● **Required actions**
1/ From the methods excerpt, list each XGBoost hyperparameter that was locked, along with its value.
2/ Rewrite the stretch of the methods excerpt from "Model selection and" through "(Supplemental Figure 3).", replacing "Phase 1" with "the discovery cohort".

● **Excerpt to read**
Model selection and decision threshold lock
We evaluated 15 classification algorithms on Phase 1 data using 5-fold, 10-fold, and leave-one-out cross-validation (Supplemental Table 1). Tree-based ensemble methods consistently outperformed linear, non-linear, statistical, rules-based and other binary classification models. We selected XGBoost and locked all hyperparameters (120 estimators, learning rate 0.015, max depth 3, gamma 1.5, min child weight 5, subsample 0.9) and the decision threshold (0.377, optimized by Youden’s index^34^) using only Phase 1 data (Supplemental Figure 3).
Feature Selection and Ranking
We applied Recursive Feature Elimination (RFE) with leave-one-out cross-validation to identify essential antigens. There are 20 features: 10 antigens and two isotypes. The 20-feature panel consistently outperformed smaller subsets across validation cohorts, confirming that every feature contributes non-redundant diagnostic information (Supplemental Figure 4).

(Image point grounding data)
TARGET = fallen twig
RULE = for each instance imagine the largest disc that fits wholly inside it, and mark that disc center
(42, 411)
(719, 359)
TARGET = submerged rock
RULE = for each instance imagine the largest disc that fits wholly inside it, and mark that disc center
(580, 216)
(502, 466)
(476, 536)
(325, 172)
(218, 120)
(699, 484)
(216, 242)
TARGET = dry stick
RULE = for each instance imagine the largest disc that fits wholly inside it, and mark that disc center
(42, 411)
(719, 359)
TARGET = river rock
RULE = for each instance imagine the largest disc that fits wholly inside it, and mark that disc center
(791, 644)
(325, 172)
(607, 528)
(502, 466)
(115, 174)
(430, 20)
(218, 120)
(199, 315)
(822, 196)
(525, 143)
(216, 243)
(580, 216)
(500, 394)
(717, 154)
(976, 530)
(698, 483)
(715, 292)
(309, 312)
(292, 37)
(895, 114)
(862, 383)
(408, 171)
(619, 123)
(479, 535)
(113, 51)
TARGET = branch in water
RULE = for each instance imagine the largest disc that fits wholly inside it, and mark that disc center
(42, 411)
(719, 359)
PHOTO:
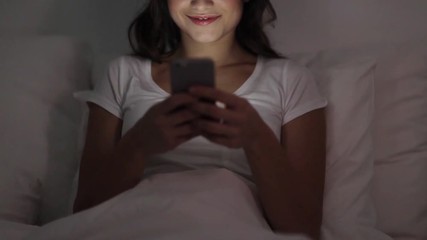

● **Answers provided**
1/
- Estimators: 120
- Learning rate: 0.015
- Max depth: 3
- Gamma: 1.5
- Min child weight: 5
- Subsample: 0.9

2/
Model selection and decision threshold lock
We evaluated 15 classification algorithms on the discovery cohort data using 5-fold, 10-fold, and leave-one-out cross-validation (Supplemental Table 1). Tree-based ensemble methods consistently outperformed linear, non-linear, statistical, rules-based and other binary classification models. We selected XGBoost and locked all hyperparameters (120 estimators, learning rate 0.015, max depth 3, gamma 1.5, min child weight 5, subsample 0.9) and the decision threshold (0.377, optimized by Youden’s index^34^) using only the discovery cohort data (Supplemental Figure 3).